Task brief: Reproduce the line that holds "Report x and y for each instance of the window sill" together with all the lines after it up to the end of the entries.

Object location annotation data

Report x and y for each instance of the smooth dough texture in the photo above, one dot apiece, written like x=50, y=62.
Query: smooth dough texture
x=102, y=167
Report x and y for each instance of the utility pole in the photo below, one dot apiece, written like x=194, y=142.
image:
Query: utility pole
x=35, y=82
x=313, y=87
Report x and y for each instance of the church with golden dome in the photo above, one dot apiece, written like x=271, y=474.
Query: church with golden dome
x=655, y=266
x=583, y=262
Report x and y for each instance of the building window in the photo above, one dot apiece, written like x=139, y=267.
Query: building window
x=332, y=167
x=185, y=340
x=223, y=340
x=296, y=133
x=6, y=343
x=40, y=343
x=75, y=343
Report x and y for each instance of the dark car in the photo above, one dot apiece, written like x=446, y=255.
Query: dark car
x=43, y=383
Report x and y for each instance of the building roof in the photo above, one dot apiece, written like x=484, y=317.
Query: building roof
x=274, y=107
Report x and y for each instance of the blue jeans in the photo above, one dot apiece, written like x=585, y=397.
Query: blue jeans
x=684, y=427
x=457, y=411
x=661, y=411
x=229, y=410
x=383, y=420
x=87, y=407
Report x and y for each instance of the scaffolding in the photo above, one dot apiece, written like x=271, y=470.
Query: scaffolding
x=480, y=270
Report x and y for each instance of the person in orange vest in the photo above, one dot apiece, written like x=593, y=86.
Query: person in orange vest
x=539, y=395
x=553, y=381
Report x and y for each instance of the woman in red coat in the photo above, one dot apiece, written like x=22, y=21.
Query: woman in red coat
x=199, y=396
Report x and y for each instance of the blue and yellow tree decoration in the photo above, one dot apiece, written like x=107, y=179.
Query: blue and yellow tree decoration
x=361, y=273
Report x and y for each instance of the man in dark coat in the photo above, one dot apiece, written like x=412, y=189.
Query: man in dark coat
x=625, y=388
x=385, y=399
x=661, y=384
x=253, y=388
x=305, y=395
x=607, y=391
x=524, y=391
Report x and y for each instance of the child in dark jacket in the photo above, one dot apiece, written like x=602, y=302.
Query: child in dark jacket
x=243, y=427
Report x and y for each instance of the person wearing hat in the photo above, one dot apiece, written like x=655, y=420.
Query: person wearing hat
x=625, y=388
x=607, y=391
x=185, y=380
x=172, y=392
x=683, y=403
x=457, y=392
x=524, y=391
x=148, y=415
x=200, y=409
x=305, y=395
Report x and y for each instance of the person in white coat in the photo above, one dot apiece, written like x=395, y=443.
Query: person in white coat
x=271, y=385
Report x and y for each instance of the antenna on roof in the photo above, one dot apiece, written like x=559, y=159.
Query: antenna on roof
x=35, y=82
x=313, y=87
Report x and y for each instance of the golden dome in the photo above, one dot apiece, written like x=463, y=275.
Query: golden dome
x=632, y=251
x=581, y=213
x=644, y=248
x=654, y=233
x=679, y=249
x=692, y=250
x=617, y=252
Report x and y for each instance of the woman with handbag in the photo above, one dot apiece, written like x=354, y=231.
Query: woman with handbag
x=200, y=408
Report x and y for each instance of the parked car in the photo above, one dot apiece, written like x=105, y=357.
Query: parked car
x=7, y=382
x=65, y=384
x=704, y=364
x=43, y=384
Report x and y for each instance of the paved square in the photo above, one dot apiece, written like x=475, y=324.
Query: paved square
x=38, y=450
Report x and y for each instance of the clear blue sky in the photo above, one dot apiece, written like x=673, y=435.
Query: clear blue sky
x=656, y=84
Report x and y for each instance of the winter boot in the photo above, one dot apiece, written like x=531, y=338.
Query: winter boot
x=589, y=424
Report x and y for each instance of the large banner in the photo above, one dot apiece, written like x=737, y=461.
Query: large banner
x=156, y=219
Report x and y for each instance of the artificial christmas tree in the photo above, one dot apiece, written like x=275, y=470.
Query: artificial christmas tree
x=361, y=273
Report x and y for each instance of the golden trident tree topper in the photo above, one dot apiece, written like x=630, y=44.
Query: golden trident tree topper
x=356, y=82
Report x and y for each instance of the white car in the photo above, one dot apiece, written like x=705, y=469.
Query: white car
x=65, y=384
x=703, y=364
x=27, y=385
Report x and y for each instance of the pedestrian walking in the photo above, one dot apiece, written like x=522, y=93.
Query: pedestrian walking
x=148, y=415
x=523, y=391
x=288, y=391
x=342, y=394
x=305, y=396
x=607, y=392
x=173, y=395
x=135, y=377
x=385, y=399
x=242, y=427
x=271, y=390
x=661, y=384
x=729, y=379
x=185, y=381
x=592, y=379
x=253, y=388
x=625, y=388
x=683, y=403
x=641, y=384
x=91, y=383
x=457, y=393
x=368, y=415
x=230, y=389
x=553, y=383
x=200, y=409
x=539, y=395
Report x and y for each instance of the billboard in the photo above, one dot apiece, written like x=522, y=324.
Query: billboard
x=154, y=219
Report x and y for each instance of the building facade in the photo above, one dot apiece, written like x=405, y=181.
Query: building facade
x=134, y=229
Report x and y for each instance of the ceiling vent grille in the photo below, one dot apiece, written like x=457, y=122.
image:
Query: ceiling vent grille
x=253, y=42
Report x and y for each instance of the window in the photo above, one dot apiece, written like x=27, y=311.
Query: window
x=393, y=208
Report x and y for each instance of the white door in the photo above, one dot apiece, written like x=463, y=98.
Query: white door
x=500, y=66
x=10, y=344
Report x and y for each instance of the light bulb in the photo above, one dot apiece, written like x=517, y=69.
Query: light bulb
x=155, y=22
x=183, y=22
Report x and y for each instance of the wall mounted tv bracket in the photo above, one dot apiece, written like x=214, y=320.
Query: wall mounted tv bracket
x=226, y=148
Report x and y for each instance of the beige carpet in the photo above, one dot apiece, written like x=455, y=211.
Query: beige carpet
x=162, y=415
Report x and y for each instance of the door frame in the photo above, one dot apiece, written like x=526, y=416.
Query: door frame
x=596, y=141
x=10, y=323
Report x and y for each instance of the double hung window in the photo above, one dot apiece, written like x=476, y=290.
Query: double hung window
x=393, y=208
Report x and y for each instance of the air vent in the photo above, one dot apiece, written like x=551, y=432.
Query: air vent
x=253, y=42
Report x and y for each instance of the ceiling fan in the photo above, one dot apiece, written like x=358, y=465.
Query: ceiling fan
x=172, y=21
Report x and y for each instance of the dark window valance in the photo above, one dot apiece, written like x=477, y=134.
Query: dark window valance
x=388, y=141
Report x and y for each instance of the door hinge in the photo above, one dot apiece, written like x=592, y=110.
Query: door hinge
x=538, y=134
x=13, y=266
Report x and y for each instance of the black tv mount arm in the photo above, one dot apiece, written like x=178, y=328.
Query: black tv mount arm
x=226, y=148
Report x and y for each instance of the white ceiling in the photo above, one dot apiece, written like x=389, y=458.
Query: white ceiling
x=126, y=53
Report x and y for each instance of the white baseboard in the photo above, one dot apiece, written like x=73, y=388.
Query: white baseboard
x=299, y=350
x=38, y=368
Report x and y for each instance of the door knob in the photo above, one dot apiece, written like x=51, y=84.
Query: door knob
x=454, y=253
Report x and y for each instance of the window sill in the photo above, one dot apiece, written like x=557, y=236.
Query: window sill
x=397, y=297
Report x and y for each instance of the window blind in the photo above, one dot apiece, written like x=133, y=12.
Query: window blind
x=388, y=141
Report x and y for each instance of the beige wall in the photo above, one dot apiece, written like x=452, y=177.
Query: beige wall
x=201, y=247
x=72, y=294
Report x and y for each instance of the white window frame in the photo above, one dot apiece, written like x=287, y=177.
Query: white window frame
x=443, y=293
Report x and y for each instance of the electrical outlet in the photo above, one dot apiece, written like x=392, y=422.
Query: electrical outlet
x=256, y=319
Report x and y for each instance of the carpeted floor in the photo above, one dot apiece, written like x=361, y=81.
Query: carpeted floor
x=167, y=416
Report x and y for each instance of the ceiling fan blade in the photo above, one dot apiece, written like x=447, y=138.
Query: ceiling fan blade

Task response:
Report x and y for each instance of the window sill in the photo above, one dot apiece, written like x=557, y=236.
Query: window sill
x=397, y=297
Report x and y for each instance of the window blind in the photo above, one dot apiece, written like x=133, y=12.
Query: window blind
x=388, y=141
Report x and y for each instance of the beige wall in the photo above, one dot apiece, written like x=452, y=177.
Query: beige wall
x=201, y=247
x=72, y=294
Report x and y for each instance of the white window frame in the photo above, one dot apiece, written like x=287, y=177.
Query: white window frame
x=443, y=293
Report x and y for each instance of the electrical outlet in the photo above, one dot apiece, written like x=392, y=422.
Query: electrical outlet
x=256, y=319
Report x and y for each instance of the carpeted floor in the photo above, one dot apiece, written like x=361, y=81.
Query: carpeted floor
x=167, y=416
Report x and y for each instance of the ceiling fan blade in the photo above, one dot apiece, written like x=447, y=138.
Query: ceiling fan blade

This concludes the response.